++++ Entries
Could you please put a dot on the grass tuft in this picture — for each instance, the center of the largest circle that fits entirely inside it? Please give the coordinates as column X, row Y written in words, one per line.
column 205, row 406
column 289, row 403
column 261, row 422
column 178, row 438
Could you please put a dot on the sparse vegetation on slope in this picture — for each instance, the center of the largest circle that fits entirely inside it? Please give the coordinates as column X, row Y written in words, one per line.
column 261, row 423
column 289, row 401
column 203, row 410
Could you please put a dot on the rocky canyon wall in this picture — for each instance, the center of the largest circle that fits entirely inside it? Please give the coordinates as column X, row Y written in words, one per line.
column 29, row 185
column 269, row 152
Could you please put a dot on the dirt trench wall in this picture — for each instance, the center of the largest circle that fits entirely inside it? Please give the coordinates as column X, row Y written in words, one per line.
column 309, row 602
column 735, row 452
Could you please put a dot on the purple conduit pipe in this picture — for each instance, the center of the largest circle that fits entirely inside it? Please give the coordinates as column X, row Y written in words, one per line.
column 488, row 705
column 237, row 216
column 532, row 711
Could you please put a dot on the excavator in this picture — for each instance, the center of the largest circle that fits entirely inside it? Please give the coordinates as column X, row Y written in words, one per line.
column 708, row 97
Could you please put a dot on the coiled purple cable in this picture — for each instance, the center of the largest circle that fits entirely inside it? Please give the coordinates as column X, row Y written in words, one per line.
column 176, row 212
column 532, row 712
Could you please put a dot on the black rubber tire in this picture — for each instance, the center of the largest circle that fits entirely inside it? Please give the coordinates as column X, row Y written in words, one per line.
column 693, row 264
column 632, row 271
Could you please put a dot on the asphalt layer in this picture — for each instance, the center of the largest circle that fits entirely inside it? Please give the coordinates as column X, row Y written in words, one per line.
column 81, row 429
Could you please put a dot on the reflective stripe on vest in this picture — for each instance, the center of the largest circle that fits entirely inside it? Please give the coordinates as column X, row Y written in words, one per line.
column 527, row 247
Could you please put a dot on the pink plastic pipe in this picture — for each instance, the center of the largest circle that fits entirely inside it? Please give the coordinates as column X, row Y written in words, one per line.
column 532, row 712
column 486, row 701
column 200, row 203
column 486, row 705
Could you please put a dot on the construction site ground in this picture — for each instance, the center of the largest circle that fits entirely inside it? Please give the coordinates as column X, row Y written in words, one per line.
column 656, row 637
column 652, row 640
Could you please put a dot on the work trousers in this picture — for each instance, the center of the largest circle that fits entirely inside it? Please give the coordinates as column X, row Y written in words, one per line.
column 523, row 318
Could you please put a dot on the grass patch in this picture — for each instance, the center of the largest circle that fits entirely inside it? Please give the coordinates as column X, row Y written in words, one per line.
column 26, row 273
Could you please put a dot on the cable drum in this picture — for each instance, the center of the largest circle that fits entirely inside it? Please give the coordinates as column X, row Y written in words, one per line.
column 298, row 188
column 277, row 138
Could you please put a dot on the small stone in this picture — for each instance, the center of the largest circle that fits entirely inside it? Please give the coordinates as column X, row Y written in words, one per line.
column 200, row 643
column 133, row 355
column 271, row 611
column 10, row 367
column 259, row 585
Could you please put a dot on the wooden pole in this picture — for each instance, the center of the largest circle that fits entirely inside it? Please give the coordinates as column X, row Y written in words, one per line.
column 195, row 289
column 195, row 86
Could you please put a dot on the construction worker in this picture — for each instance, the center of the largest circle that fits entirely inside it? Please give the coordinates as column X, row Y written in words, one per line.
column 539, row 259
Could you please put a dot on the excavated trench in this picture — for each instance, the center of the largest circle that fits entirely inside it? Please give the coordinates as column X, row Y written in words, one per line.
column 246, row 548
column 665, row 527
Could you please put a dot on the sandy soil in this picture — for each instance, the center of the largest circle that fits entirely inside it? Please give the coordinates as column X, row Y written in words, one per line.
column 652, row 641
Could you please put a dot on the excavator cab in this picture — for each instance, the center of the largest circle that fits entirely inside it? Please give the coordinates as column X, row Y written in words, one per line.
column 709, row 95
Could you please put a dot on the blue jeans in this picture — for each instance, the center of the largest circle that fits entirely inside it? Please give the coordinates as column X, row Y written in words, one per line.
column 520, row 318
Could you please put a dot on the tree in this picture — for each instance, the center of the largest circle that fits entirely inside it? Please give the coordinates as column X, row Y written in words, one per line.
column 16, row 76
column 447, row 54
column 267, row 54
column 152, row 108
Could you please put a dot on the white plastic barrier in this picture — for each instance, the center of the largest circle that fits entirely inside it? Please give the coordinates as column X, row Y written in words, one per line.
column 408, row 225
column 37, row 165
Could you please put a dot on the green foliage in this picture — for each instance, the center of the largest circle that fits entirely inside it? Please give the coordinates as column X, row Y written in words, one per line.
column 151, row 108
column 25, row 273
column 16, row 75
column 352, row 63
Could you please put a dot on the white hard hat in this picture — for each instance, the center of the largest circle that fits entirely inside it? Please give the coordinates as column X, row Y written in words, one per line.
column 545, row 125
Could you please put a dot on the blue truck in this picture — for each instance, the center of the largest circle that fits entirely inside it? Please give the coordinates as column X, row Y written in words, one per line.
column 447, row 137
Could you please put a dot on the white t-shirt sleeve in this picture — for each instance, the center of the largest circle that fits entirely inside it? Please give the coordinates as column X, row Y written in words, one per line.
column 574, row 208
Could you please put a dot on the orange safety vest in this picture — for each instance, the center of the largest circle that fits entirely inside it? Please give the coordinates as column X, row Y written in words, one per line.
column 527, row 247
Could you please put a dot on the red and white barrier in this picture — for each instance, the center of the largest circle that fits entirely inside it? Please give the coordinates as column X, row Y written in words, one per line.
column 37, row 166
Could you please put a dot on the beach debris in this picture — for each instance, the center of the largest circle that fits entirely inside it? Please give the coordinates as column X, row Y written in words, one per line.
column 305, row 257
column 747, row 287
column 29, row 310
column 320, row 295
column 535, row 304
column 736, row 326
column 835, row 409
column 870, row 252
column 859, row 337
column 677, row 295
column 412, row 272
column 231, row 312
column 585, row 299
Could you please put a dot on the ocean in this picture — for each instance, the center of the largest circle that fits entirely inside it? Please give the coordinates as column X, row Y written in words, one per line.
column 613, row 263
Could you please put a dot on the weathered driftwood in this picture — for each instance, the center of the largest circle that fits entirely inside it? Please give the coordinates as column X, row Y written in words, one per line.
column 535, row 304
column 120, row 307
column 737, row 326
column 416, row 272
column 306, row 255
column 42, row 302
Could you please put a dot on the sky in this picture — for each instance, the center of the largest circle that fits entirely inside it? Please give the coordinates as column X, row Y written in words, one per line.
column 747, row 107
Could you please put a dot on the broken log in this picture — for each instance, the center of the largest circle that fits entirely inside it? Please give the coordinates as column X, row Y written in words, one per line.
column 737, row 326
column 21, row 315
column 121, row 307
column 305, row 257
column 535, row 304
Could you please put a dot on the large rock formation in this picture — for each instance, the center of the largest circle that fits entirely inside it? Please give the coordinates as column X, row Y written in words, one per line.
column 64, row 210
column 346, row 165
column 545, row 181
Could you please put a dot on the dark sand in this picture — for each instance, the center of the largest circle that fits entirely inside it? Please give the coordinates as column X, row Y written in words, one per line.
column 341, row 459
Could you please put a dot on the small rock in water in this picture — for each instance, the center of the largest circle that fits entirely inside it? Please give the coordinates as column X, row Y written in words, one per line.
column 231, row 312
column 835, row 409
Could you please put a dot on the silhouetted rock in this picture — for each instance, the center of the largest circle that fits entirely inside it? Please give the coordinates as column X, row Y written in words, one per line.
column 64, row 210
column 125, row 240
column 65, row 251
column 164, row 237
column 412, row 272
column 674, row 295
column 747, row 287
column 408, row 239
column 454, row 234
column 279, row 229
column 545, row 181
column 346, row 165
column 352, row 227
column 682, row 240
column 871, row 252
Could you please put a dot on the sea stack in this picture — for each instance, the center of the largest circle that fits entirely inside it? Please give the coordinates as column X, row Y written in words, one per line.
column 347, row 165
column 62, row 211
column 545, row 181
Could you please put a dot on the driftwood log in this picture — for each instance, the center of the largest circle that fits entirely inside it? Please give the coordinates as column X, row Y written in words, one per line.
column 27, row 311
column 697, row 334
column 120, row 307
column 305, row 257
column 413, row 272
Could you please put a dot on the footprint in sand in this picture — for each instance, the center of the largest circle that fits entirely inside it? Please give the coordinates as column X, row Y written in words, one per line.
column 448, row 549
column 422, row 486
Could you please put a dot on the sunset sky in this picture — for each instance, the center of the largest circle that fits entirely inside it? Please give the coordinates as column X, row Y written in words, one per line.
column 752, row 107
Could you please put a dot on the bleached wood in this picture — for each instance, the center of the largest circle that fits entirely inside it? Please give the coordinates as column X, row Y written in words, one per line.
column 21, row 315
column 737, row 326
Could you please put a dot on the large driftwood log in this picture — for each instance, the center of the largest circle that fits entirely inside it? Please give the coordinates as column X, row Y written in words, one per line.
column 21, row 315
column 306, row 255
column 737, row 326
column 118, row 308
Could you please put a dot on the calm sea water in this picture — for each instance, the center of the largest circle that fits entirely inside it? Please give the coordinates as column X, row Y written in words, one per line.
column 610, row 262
++++++++
- [Task prompt] Can you copy, word for word, the items from the line containing "Could you please put a dot on the dirt" through the line containing "column 708, row 97", with both of those lines included?

- [Solution to this task]
Could you please put a dot on the dirt trench wall in this picture — for each instance, the center of the largest circle that fits entirely inside it? Please give the coordinates as column X, row Y written in words, one per line.
column 309, row 602
column 735, row 452
Could you please put a dot on the purple conduit pipe in this picture — for each instance, the center of the largest circle that fits entirely inside it? Please give the coordinates as column X, row Y written in words, one per line.
column 488, row 705
column 237, row 216
column 532, row 711
Could you please put a dot on the excavator in this picture — for each instance, the center of the largest circle that fits entirely inside it? Please give the coordinates as column X, row Y written in words, one per line.
column 708, row 97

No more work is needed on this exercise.